• [PROBLEM TO WORK ON]
Pick up the text on robot dynamics constraints and quaternions right after its last sentence and keep writing it.
[START SOURCE EXCERPT]
2.2. Dynamics Constraints

In general, the dynamic model of a robot can be expressed as

$$\mathit{\tau }={\mathit{I}}_{\mathit{M}}\left(q\right)\ddot{\mathit{q}}+\mathit{C}\left(q,\dot{q}\right)\dot{\mathit{q}}+\mathit{G}\left(q\right)+{\mathit{F}}_{c}sign\left(\dot{\mathit{q}}\right)+{\mathit{F}}_v\dot{\mathit{q}}$$

(6)

where $\mathit{\tau }$: vector of joint torque; $\dot{\mathit{q}},\ddot{\mathit{q}}$ are the vectors of joint velocity and joint acceleration, respectively; ${\mathit{I}}_{\mathit{M}}\left(q\right)\in {\Re }^{n\times n}$: inertia matrix of the robot; $\mathit{C}\left(q,\dot{q}\right)\in {\Re }^{n\times n}$: Coriolis and centrifugal matrix; $\mathit{G}\left(q\right)\in {\Re }^{n\times 1}$: vector of gravity torque; ${\mathit{F}}_c\in {\Re }^{n\times n}$: diagonal Coulomb friction matrix; ${\mathit{F}}_v\in {\Re }^{n\times n}$: diagonal viscous friction matrix.

In order to decouple $q$, $\dot{s}$, and $\ddot{s}$, substituting (4) and (5) into (6) will lead to

$${\tau }_i={\displaystyle \sum _{j=1}^n{d}_{ij}\left(M_{ss,j}{\dot{s}}^2+M_{s,j}\ddot{s}\right)}+C_{ind,i}{\dot{s}}^2+G_i+F_{c,i}sign\left(M_{s,i}\right)+F_{v,i}{M}_{s,i}\dot{s}$$

(7)

where $d_{ij}$: entry on the i^th row and the j^th column of inertia matrix I_M(q); $F_{c,i}$: $i^{th}$ entry on the diagonal of ${\mathit{F}}_c$; and $F_{v,i}$: $i^{th}$ entry on the diagonal of ${\mathit{F}}_v$.

According to (7), one can derive the torque constraints for the robot as described by

$$-{\tau }_{i,\max }\le {\tau }_i={\displaystyle \sum _{j=1}^n{d}_{ij}\left(M_{ss,j}{\dot{s}}^2+M_{s,j}\ddot{s}\right)}+C_{ind,i}{\dot{s}}^2+G_i+F_{c,i}sign\left(M_{s,i}\right)+F_{v,i}{M}_{s,i}\dot{s}\le {\tau }_{i,\max }$$

(8)

where ${\tau }_{i,\max }$ is the maximum torque of the $i^{th}$ joint.

2.3. Quaternion

The orientation of a robot can be described by quaternions, a 4-dimensional vector which is generally defined as

$$\mathit{Q}=\left[Q_0,\left(Q_1,Q_2,Q_3\right)\right]=Q_0+Q_{1}i+Q_{2}j+Q_{3}k$$

(9)

where Q₀ is the real part of the quaternion Q, and Q₁, Q₂, Q₃ are the imaginary parts of Q.
[END SOURCE EXCERPT]
[START INFORMATION SUPPLIED]
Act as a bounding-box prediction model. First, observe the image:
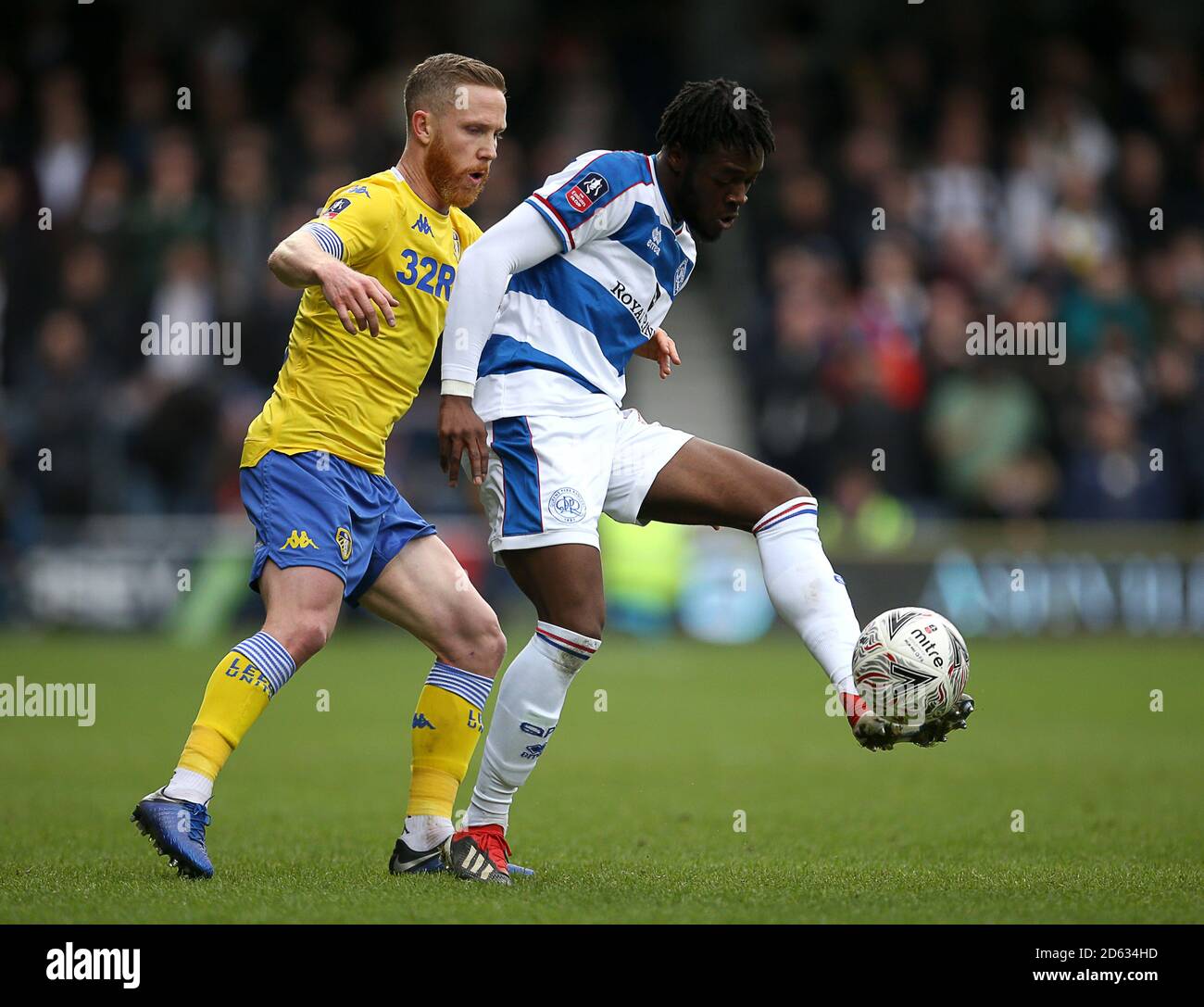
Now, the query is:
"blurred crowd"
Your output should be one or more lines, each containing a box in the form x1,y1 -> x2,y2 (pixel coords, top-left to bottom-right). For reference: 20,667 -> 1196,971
[END INFORMATION SUPPLIED]
• [REPLY]
Orientation $O_r$ of a robot can be represented either by Euler angles or by quaternions; the relationship between Euler angles and quaternions can be expressed as

$$O_r=\mathit{Q}=F_{\mathit{EQ}}(\alpha ,\beta ,\gamma )$$

(10)

where $F_{EQ}$ is the transformation from the Euler angle to the quaternion. Suppose that the current orientation and the target orientation of a manipulator are represented by two unit quaternions, ${\mathit{Q}}_c$ and ${\mathit{Q}}_t$. The spherical linear interpolation ${\mathit{Q}}_{int}$ (SLERP) [44,45] between the two orientations can be represented by

$$\begin{array}{l}{\mathit{Q}}_{int}={\displaystyle \frac{\sin \left(\left(1-u\right){\theta }_{SLERP}\right)}{\sin {\theta }_{SLERP}}}{\mathit{Q}}_c+{\displaystyle \frac{\sin \left(u{\theta }_{SLERP}\right)}{\sin {\theta }_{SLERP}}}{\mathit{Q}}_t\\ \left\{\begin{array}{c}0\le u\le 1\\ {\theta }_{SLERP}={\cos }^{-1}\left({\mathit{Q}}_c\cdot {\mathit{Q}}_t\right)\end{array}\right.\end{array}$$

(11)

where ${\theta }_{SLERP}$ is the total rotation angle between ${\mathit{Q}}_c$ and ${\mathit{Q}}_t$, and u is the parameter of interpolation. When only the orientation of a robot is changed and the end-effector of the robot is held in the same position, the arc length of the moving trajectory is zero. To support this kind of task, the movement of orientation motion, which will be regarded as rotation angle $s_2$, can be expressed as uθ_SLERP. Equation (11) can be rewritten as

$$\begin{array}{l}{\mathit{Q}}_{int}(s_2)={\displaystyle \frac{\sin \left({\theta }_{SLERP}-s_2\right)}{\sin {\theta }_{SLERP}}}{\mathit{Q}}_c+{\displaystyle \frac{\sin \left(s_2\right)}{\sin {\theta }_{SLERP}}}{\mathit{Q}}_t\\ s_2=0,\Delta s,2\Delta s,\cdots ,{\theta }_{SLERP}\end{array}$$

(12)

From ${\mathit{Q}}_c$ to ${\mathit{Q}}_t$, the orientation value ${\mathit{Q}}_{int}(s_2)$ of a robot can be calculated using (12).

2.4. Types of Motions

The motions of an industrial robot can be divided into three types: pure translation (PT), pure orientation (PO), and composite motion (TO, both the position and the orientation are changed during the motion). Most previous research has focused on PT and TO, while very few have addressed the case of PO. However, it is not unusual that the movement of a robot consists of PO motions in industrial applications. In this paper, the PO type of motion will also be discussed.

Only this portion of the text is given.